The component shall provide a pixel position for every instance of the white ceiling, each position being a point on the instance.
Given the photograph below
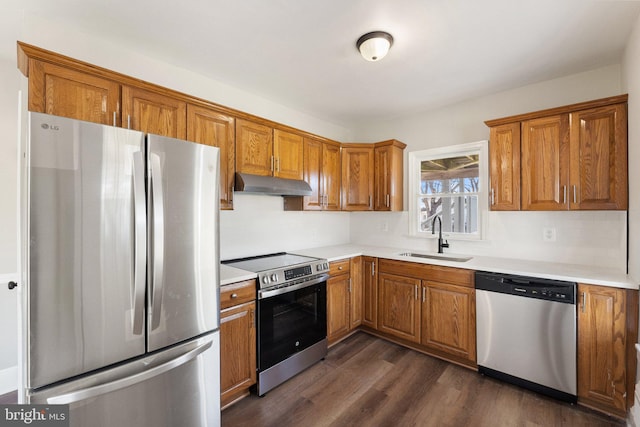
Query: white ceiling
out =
(302, 53)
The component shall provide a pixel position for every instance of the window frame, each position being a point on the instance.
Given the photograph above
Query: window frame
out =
(416, 157)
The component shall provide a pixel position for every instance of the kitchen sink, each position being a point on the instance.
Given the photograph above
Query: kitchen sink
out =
(437, 256)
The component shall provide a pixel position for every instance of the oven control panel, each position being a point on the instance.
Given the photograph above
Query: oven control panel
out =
(292, 273)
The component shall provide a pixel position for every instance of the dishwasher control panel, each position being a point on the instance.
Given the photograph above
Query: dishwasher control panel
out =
(531, 287)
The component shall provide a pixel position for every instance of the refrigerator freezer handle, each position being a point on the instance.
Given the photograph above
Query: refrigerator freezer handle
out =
(140, 243)
(91, 392)
(157, 274)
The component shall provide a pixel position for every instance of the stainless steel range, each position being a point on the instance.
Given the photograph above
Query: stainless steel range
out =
(292, 314)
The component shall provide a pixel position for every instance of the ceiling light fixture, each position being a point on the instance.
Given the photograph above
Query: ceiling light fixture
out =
(374, 46)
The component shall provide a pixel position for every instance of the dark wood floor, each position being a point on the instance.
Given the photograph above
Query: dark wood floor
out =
(366, 381)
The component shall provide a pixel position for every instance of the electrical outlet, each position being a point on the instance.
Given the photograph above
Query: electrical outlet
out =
(549, 234)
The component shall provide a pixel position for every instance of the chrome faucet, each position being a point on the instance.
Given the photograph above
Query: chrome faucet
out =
(441, 244)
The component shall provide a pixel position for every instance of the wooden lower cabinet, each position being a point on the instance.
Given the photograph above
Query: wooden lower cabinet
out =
(607, 332)
(449, 319)
(399, 307)
(237, 341)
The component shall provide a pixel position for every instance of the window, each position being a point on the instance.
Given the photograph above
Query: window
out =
(450, 183)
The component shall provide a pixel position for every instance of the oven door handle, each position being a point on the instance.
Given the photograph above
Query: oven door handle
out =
(279, 291)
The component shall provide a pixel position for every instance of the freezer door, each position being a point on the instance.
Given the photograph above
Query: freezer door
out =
(82, 277)
(175, 387)
(183, 240)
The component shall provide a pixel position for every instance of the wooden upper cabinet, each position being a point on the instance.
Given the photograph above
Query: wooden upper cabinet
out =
(65, 92)
(545, 163)
(388, 161)
(254, 148)
(504, 167)
(357, 177)
(322, 173)
(288, 149)
(210, 127)
(599, 158)
(153, 112)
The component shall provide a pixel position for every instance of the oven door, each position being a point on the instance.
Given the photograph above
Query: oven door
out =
(291, 322)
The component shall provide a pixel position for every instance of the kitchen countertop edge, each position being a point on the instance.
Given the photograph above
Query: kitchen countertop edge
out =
(546, 270)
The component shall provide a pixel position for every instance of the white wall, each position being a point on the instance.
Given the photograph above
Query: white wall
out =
(589, 238)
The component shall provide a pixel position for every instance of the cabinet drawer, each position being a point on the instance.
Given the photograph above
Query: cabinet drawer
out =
(237, 293)
(339, 267)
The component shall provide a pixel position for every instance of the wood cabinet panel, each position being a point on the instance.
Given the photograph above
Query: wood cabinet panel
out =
(545, 163)
(154, 113)
(288, 150)
(356, 292)
(370, 292)
(448, 319)
(398, 306)
(338, 307)
(357, 178)
(599, 158)
(602, 342)
(254, 148)
(210, 127)
(65, 92)
(237, 293)
(504, 167)
(388, 173)
(237, 351)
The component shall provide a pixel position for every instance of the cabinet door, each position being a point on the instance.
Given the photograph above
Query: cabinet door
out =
(355, 314)
(448, 319)
(237, 351)
(64, 92)
(504, 167)
(288, 151)
(599, 158)
(545, 163)
(357, 178)
(601, 347)
(210, 127)
(331, 174)
(254, 148)
(338, 323)
(388, 178)
(153, 112)
(313, 174)
(398, 306)
(370, 292)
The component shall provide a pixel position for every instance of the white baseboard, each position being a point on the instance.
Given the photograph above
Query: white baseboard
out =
(8, 379)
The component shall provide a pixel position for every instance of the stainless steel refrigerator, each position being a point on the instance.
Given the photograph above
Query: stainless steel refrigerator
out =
(120, 261)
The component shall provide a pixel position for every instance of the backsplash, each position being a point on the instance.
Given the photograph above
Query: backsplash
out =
(259, 225)
(596, 238)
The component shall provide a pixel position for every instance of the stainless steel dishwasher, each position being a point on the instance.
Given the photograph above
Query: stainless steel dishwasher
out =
(526, 332)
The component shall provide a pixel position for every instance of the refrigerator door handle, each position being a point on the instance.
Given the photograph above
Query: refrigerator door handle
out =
(157, 274)
(91, 392)
(140, 243)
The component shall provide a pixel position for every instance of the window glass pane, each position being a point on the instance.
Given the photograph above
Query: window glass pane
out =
(459, 214)
(450, 175)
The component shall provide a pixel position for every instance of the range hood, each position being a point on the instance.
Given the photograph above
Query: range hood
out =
(258, 184)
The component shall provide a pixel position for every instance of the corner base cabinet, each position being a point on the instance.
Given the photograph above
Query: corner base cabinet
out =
(237, 341)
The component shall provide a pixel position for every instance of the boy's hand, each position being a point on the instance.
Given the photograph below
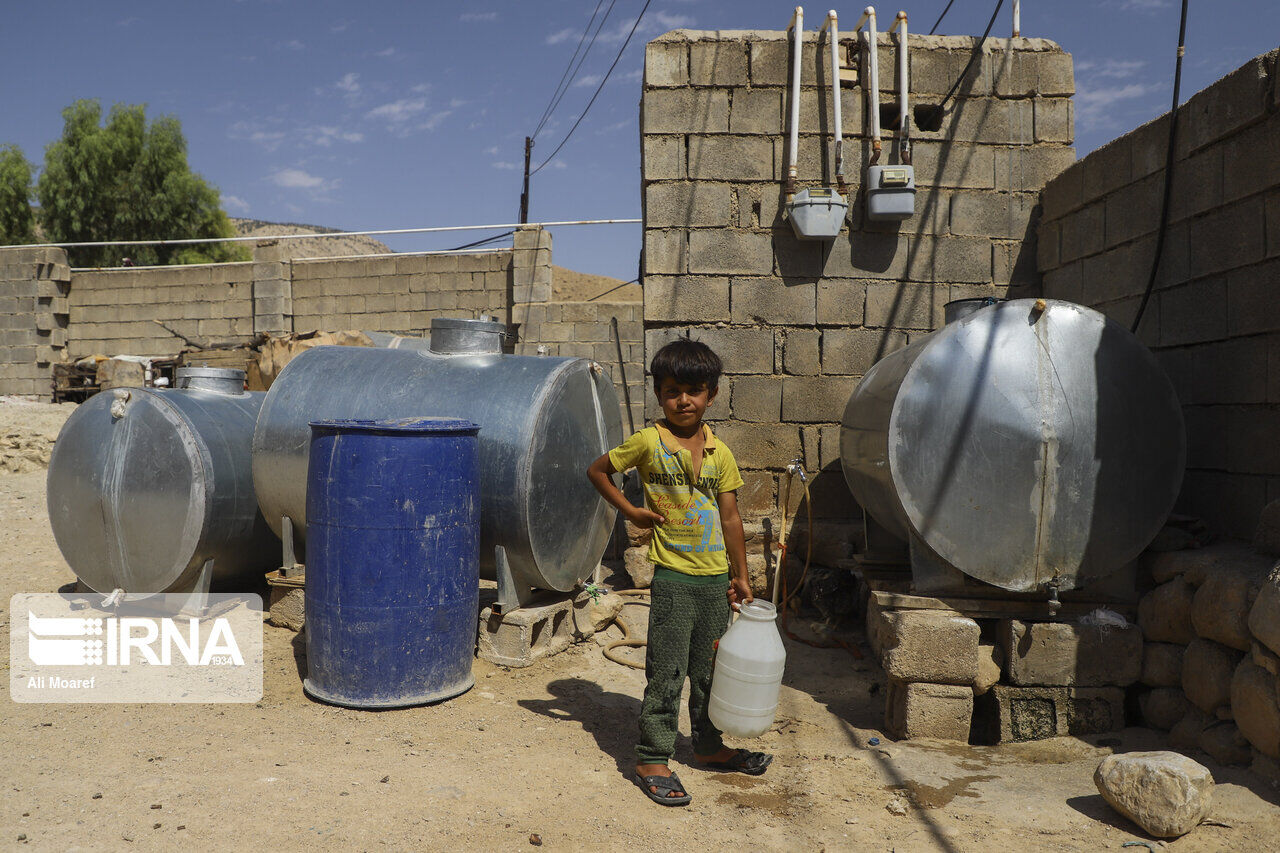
◇ ◇ ◇ ◇
WORK REQUIRED: Reproduce all of the data above, switching every "photograph" for "image" and keeping everything else unchanged. Leave the pictures out.

ANSWER TO THIS PROBLEM:
The component shall provide a pixel position for every instance of the white ceiling, each position being a point on the instance.
Given the image below
Query: white ceiling
out =
(302, 53)
The component shall provide a pixel position for every instance of the window frame, each position being a point on the instance.
Given the image above
Query: window frame
out =
(416, 157)
The component shall provide a pixel position for every instance of the kitchen sink, each position being a point on the instance.
Given the image above
Query: kitchen sink
out =
(437, 256)
The component shall provide a pixel position for every instance of the oven control panel, each position being a point on the instance.
Given the image above
Query: oven control panel
out =
(292, 273)
The component shall provide a pixel position for every instance of the dishwasher control panel, each position being a point on the instance.
Given the image above
Query: dishwasher control panel
out =
(531, 287)
The component shall provide a pixel position for every instance of the refrigerator freezer handle, each position being a point on the instance.
Given the image above
Query: refrigerator freezer handle
out =
(140, 243)
(91, 392)
(157, 274)
The component shall provide a pixel position for every instance of the stainless steel range, each position being a point on the instance.
Given the image above
Query: stainless steel range
out =
(292, 314)
The component shall provide a pixel position for every instance of the ceiling light fixture, each position being a point on the instance.
Given the image above
Query: ceiling light fixture
out =
(374, 46)
The component shall provide a pixel position for every instance of the dark wood floor, each position being a point on the instance.
Given the image above
Query: dark wood floor
out =
(366, 381)
The component shall provide a pixel position for every instance of the electrical outlet, each position being a point on the instance.
Given the image above
Query: electrical outlet
out =
(549, 234)
The component shall provide a pixel position for every instance of the chrome faucet, each position being a point on the instance.
Given the image above
Query: chrome faucet
out =
(441, 244)
The component shall provide a pixel position for every instance of the wooden lower cabinet, each position being a point on the instance.
Given the image above
Query: wooden lower cabinet
out =
(607, 332)
(449, 319)
(399, 307)
(237, 341)
The component shall provide a pixel position for every instance of the window, each position being a point on the instance.
Given the image above
Query: window
out =
(450, 183)
The component shall provide a pixel position for every instance of the oven door handle, each position being a point on the instance.
Given the image above
Query: oven door handle
out =
(279, 291)
The component shall provide a pixel position for every instance of the freezer door, each position being a point on the instance.
Given the image above
Query: freezer door
out =
(82, 277)
(175, 387)
(183, 240)
The component shall provide a pixel position for every instance of the wooden upper cabinet, each position being a point on the instance.
Given the image above
Query: wooden upper cabinet
out =
(65, 92)
(545, 163)
(388, 161)
(254, 148)
(504, 167)
(357, 177)
(322, 173)
(288, 149)
(210, 127)
(599, 158)
(153, 112)
The component shall provide a pixel position for every instance of the oven door, each position being a point on the instance.
Given the image above
Query: oven door
out =
(291, 322)
The component shall provide a pixel position for every instance of the kitchen countertop edge, each position being a point on the instance.
Given the image above
Query: kitchen countertop edge
out =
(546, 270)
The component shall provide a pixel position for every instance of the white wall, each position being a point on the instance.
Given the image above
Query: white wall
out =
(589, 238)
The component shall provide a pixel position for every instance of the cabinet drawer, each position being a point on the instance.
Given the image above
Query: cabinet drawer
out =
(237, 293)
(339, 267)
The component shall provide a pixel position for every instance of the wood cabinet panel, each position being a point on the instance.
Given the image above
Query: wood cabinet panel
out =
(545, 163)
(154, 113)
(288, 150)
(356, 292)
(370, 292)
(448, 319)
(398, 306)
(338, 307)
(357, 178)
(599, 158)
(602, 342)
(254, 148)
(210, 127)
(65, 92)
(237, 293)
(504, 167)
(388, 173)
(237, 351)
The component shall provide a pixel position for every instance of the cabinet door, each position being a point on the instance.
Given the image above
Query: cabinet door
out =
(355, 314)
(448, 319)
(237, 351)
(64, 92)
(504, 167)
(288, 151)
(599, 158)
(545, 163)
(357, 178)
(601, 347)
(210, 127)
(331, 174)
(254, 148)
(338, 323)
(388, 178)
(153, 112)
(313, 174)
(398, 306)
(370, 292)
The component shall provide a pixel position for every instance of the white baseboard, each position being a point on the instance.
Given the image above
Query: white baseboard
out =
(8, 379)
The component shall provide a pixel position for every instance of the stainless steel refrigerator, each position being a point on the instance.
Given the image above
Query: stainless steel refrigerator
out =
(120, 261)
The component shall provide a pixel position for every instance of the backsplash, each position being a point on the instance.
Given the image above
Query: backsplash
out =
(259, 225)
(596, 238)
The component shall provide a pixel position for every instance of the stainless steel dishwasher, each position being a point on the instance.
Given the image above
Query: stainless steel dishwasher
out =
(526, 332)
The component shall provide a pixel position for every instance of the refrigerator door handle, each position being a point on the instance.
Given the image above
Query: refrigerator door handle
out =
(157, 274)
(91, 392)
(140, 243)
The component shall provide a pixel position for every instance of the window glass pane, each position being a point on the instance.
Given the image above
Query: window glass pane
out =
(459, 214)
(450, 175)
The component shall provide a pixel position for every instance of the range hood, each position being a point on the instance.
Given the image above
Query: range hood
out =
(258, 184)
The component shall provide a pixel position for every instance of the corner base cabinet, each position being a point on the instance.
Given the image above
Query: corner base cabinet
out =
(237, 341)
The component shall provide a pixel position for every instance of the boy's hand, each position being a point on the instance.
Given the image below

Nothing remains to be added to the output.